=== KUTIPAN PILIHAN ===
******************************

Oleh: Firdaus
Pada banyak kejadian, biasanya
pengawasan baru dilakukan setelah peristiwa buruk terjadi. Pengawasan ketat
dilakukan, terutama sepanjang masyarakat masih memberikan perhatian kepada
kejadian tersebut. Setelah itu, dalam kurun waktu tertentu, biasanya tak lebih
dari tiga bulan sejak peristiwa buruk terjadi, maka situasinya akan normal
kembali.
Sejumlah fakta terbentang. Masih
segar dalam ingatan, ketika seorang pilot sedang nyabu di kamar hotel, lalu dilakukan tes urine pada banyak pilot.
Ketika terjadi perkosaan di atas metromini di Jakarta, aksi “pembersihan”
angkutan sejenis yang menggunakan kaca film gelap pun dilakukan di seluruh
Indonesia. Ketika kejahatan dilakukan gang motor di Bandung, razia para “gang”
motor pun serentak dilakukan di seluruh Indonesia.
Di Sumbar, ketika ada aksi tari telanjang di sebuah kafe di Padang, langsung diikuti dengan razia di sejumlah tempat untuk memantau penyalahgunaan izin kafe. Di saat masih segar dalam ingatan masyarakat tentang longsor di Kecamatan Simpang Tigo Alahanmati, Kabupaten Pasaman, langkah “pengawasan” pun dilakukan untuk melihat kondisi di kawasan Panti.
Selama ini, sangat jamak terjadi
kalau jika ada sebuah persoalan, terutama berkaitan dengan lingkungan, maka masyarakat
akan alasan untuk dikambinghitamkan. Kerusakan akibat ulah masyarakat.
Kerusakan karena kelalaian masyarakat. Masyarakat yang mana? Entah! Persoalan
hutan sangatlah kompleks. Masyarakat berladang, orang bagak menebang. Kalau pun masyarakat (kecil) yang menebang,
tetapi mereka hanya buruh yang menerima upahan.

******************************

=== BAHAN SUMBER ===
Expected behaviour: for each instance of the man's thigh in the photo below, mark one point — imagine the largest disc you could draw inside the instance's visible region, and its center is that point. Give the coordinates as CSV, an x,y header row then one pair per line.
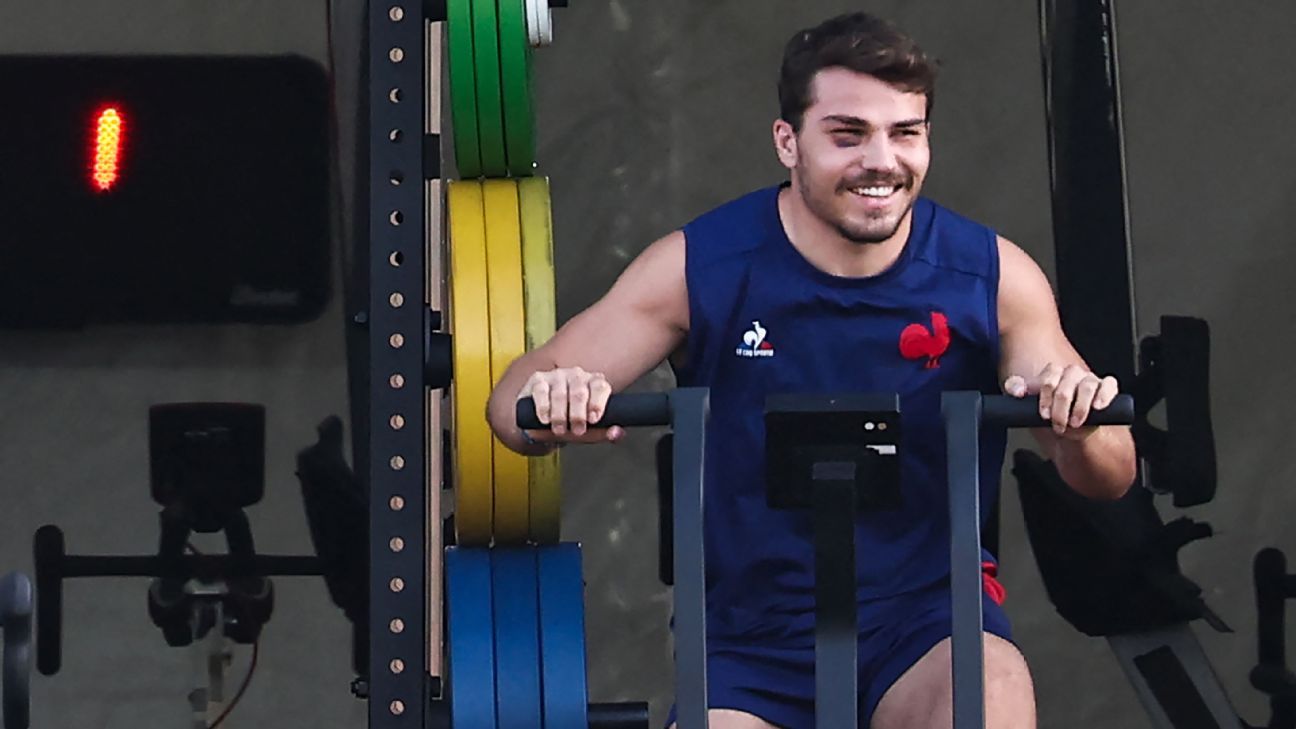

******************************

=== SOAL ===
Mohon salin kembali seluruh tulisan tentang pengawasan yang baru dilakukan setelah peristiwa buruk terjadi, tanpa mengubah satu kata pun.

=== JAWABAN LATIHAN ===
Oleh: Firdaus
Pada banyak kejadian, biasanya
pengawasan baru dilakukan setelah peristiwa buruk terjadi. Pengawasan ketat
dilakukan, terutama sepanjang masyarakat masih memberikan perhatian kepada
kejadian tersebut. Setelah itu, dalam kurun waktu tertentu, biasanya tak lebih
dari tiga bulan sejak peristiwa buruk terjadi, maka situasinya akan normal
kembali.
Sejumlah fakta terbentang. Masih
segar dalam ingatan, ketika seorang pilot sedang nyabu di kamar hotel, lalu dilakukan tes urine pada banyak pilot.
Ketika terjadi perkosaan di atas metromini di Jakarta, aksi “pembersihan”
angkutan sejenis yang menggunakan kaca film gelap pun dilakukan di seluruh
Indonesia. Ketika kejahatan dilakukan gang motor di Bandung, razia para “gang”
motor pun serentak dilakukan di seluruh Indonesia.
Di Sumbar, ketika ada aksi tari telanjang di sebuah kafe di Padang, langsung diikuti dengan razia di sejumlah tempat untuk memantau penyalahgunaan izin kafe. Di saat masih segar dalam ingatan masyarakat tentang longsor di Kecamatan Simpang Tigo Alahanmati, Kabupaten Pasaman, langkah “pengawasan” pun dilakukan untuk melihat kondisi di kawasan Panti.
Selama ini, sangat jamak terjadi
kalau jika ada sebuah persoalan, terutama berkaitan dengan lingkungan, maka masyarakat
akan alasan untuk dikambinghitamkan. Kerusakan akibat ulah masyarakat.
Kerusakan karena kelalaian masyarakat. Masyarakat yang mana? Entah! Persoalan
hutan sangatlah kompleks. Masyarakat berladang, orang bagak menebang. Kalau pun masyarakat (kecil) yang menebang,
tetapi mereka hanya buruh yang menerima upahan.